§ **Text extract**
Begin
Collectors and Advanced Operations · JAVA

6.3 Collectors and Advanced Stream Operations

The Collectors utility class provides powerful tools for accumulating stream elements into collections, computing statistics, grouping data, and building complex aggregations. Mastering collectors enables elegant, efficient data transformations.

Basic Collectors

toList, toSet, toCollection:

List<String> list = stream.collect(Collectors.toList());
Set<String> set = stream.collect(Collectors.toSet());

// Custom collection type
LinkedList<String> linkedList = stream
    .collect(Collectors.toCollection(LinkedList::new));

TreeSet<String> treeSet = stream
    .collect(Collectors.toCollection(TreeSet::new));

toMap: Build maps from streams

record Product(String id, String name, BigDecimal price) {}

List<Product> products = List.of(
    new Product("P001", "Laptop", BigDecimal.valueOf(1200)),
    new Product("P002", "Mouse", BigDecimal.valueOf(25))
End
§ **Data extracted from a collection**
Begin
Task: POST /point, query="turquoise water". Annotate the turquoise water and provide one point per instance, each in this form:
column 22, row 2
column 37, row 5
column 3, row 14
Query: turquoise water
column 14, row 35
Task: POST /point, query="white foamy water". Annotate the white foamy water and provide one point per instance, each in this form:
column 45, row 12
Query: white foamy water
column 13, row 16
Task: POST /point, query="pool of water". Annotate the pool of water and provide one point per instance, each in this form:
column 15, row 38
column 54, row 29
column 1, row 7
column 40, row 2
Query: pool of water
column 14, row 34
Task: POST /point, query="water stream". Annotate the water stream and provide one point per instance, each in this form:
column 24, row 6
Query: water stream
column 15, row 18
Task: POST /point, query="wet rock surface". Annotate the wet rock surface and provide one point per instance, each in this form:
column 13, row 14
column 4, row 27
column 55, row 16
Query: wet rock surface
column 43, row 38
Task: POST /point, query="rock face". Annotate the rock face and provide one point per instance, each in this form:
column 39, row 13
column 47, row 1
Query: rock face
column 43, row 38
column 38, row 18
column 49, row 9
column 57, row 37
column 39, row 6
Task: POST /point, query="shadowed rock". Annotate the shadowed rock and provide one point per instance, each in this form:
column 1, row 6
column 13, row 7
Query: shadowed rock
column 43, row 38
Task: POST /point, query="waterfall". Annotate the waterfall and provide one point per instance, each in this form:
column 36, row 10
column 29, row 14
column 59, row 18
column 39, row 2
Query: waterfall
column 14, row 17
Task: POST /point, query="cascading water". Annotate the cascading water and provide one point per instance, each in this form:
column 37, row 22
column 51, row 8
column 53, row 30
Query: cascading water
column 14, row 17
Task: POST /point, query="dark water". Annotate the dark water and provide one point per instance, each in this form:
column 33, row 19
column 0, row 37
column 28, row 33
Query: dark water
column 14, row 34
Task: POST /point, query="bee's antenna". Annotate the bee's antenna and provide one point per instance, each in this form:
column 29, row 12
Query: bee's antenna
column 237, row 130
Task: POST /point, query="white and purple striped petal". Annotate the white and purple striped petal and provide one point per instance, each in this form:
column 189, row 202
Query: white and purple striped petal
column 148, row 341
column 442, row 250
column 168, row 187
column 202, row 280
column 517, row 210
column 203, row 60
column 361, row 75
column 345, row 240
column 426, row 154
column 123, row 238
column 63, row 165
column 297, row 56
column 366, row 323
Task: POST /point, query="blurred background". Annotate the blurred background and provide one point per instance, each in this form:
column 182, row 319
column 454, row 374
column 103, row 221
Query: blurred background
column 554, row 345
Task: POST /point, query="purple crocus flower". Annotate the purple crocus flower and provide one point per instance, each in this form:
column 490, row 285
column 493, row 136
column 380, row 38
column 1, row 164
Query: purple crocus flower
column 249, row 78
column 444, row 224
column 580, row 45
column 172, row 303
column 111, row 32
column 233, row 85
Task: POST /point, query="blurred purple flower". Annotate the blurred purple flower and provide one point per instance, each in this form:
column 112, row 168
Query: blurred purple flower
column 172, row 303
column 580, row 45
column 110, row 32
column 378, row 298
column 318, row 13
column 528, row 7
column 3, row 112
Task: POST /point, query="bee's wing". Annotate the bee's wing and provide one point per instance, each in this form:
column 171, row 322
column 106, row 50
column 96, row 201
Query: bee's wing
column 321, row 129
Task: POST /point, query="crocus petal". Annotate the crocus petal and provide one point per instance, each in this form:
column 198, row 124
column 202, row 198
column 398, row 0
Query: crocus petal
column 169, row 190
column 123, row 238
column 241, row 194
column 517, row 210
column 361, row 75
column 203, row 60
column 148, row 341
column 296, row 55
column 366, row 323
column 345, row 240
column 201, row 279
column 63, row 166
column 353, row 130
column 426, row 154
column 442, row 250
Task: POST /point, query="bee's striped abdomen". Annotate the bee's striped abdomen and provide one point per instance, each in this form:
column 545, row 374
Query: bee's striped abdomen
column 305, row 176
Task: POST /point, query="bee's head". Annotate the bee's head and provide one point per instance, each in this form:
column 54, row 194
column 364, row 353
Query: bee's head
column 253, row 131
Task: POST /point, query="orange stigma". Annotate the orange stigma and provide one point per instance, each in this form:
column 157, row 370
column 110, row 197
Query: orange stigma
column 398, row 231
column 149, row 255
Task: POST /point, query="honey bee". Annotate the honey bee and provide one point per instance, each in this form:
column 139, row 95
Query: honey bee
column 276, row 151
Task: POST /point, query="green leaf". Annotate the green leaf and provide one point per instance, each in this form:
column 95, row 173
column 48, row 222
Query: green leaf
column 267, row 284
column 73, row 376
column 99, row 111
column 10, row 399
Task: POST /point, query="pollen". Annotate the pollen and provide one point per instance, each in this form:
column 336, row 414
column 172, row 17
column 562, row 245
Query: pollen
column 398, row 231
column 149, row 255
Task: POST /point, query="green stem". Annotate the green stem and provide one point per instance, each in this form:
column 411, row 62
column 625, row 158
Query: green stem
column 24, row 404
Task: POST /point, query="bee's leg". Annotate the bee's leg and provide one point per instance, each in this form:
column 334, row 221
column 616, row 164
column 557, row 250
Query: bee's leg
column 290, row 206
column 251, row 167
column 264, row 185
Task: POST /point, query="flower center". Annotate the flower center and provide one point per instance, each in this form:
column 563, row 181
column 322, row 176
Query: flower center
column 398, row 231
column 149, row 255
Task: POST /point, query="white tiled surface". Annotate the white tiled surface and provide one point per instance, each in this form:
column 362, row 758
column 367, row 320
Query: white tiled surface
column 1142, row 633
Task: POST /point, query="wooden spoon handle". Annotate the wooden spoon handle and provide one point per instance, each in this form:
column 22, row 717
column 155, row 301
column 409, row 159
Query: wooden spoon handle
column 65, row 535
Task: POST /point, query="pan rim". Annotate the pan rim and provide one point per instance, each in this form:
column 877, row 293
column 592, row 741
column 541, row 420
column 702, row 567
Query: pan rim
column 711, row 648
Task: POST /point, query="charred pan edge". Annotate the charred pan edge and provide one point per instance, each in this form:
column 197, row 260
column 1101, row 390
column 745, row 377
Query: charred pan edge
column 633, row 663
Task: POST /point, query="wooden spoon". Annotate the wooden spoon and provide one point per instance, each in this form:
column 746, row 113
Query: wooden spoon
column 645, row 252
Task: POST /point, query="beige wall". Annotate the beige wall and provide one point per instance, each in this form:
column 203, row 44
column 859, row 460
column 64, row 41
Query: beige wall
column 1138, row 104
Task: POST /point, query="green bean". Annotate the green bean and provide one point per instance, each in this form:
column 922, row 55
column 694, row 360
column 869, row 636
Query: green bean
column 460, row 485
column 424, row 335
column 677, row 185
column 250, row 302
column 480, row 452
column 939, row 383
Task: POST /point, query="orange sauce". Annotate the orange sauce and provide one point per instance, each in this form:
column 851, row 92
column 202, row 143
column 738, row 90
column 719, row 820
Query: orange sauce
End
§ **What to work on**
1 > Reproduce the stretch of the Java collectors page from "6.3 Collectors and" through "efficient data transformations.".
2 > Which methods of the Collectors class does the Java collectors page name?
3 > In the Java collectors page, what id is given to the Laptop product?

§ **Exercise solutions**
1 >
6.3 Collectors and Advanced Stream Operations

The Collectors utility class provides powerful tools for accumulating stream elements into collections, computing statistics, grouping data, and building complex aggregations. Mastering collectors enables elegant, efficient data transformations.

2 > toList, toSet, toCollection, toMap

3 > P001